● 課題 A: 本文のあとに置かれた記録を、すべての行について一字一句変えずに書き写してください。画像は答えに含めないでください。

● 本文:
################

2018.7.2

新しい風 [Ⅱ-160]

 子どもたちから、異年齢のまじわりが自己教育力を伸ばすことを学んでいます。ブランコを立ち乗りできる、アスレチックの棒を滑りおりることができる、雲梯の棒の上にのぼることができる、木にのぼることができる、速く走ることができる、缶ぽっくりにのって歩くことができる、そうした子の姿をみて、自分もやりたい(願い、欲求、自発性、自主性)、やりたいけれどうまくできない、でもやりたい(失敗や試行錯誤、工夫や手立て、粘り強さなど)、できた瞬間の喜びなど、命を活き活きと輝かす瞬間に出あわせてくれます。

 雲梯では、5歳の子たちが2段とばしや逆さまになってぶら下がる、足をひっかけて手をはなす、横にすすむなど、どんどん技を編み出しています。それを4歳、3歳の子が見ています。4歳の子が挑戦したものの、2歩目で落ちてしまうことがありました。そのまましゃがんで手に砂をつけました。その様子をみていた3歳の子が、しゃがんで手に砂をつけたのです。自分もやりたい、4歳、5歳の子のようになりたいと、願いや憧れを育てているのだと思いました。

 最近読んだ本に『遊びが学びに欠かせないわけ』(ピーター・グレイ著、築地書館)があります。異年齢のかかわりが、「子どもが主体的に自分を教育するのに欠かせない鍵」と書かれていました。それは「人類の歴史の99%の期間で異年齢混合の遊び方をしていた」歴史や、「直接的にやりとりをしていなくても、年少者は年長者がしていることを見たり、話していることを聴いたりすることで学びます。年長者がしている活動を観察することで、年少者は、その活動がどのように行われるのかの感触を得ることができ、それを試してみたくなります。年長者のより洗練された言葉や考えを聞くことで、年少者は自分の語彙を増やし、自分の考えを向上させることができます」という実践や記録から述べていました。このことは、ぼくが学んでいる子どもの姿に重なりました。

################

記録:

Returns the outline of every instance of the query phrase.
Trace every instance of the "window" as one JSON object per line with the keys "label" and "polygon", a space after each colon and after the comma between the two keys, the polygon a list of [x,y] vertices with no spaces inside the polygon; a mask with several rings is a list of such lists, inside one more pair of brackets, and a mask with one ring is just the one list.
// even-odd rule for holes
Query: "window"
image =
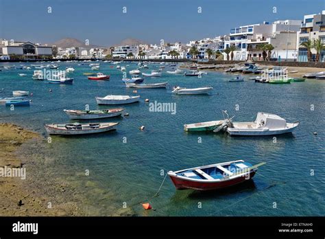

################

● 課題 B:
次の(i)〜(iii)が本文の内容と合っているかを、それぞれ「はい」か「いいえ」で答え、判断の決め手となる本文の言葉をそのまま引用してください。
(i) 雲梯で4歳の子が2歩目で落ちたあと、その様子をみていた3歳の子がしゃがんで手に砂をつけた。
(ii) 紹介されている本には、人類の歴史の半分の期間で異年齢混合の遊び方をしていたと書かれている。
(iii) 雲梯でどんどん技を編み出しているのは4歳の子たちである。

● 正答 A:
Returns the outline of every instance of the query phrase.
Trace every instance of the "window" as one JSON object per line with the keys "label" and "polygon", a space after each colon and after the comma between the two keys, the polygon a list of [x,y] vertices with no spaces inside the polygon; a mask with several rings is a list of such lists, inside one more pair of brackets, and a mask with one ring is just the one list.
// even-odd rule for holes
Query: "window"
image =

● 正答 B:
(i) はい。「その様子をみていた3歳の子が、しゃがんで手に砂をつけたのです。」
(ii) いいえ。「人類の歴史の99%の期間で異年齢混合の遊び方をしていた」
(iii) いいえ。「雲梯では、5歳の子たちが2段とばしや逆さまになってぶら下がる、足をひっかけて手をはなす、横にすすむなど、どんどん技を編み出しています。」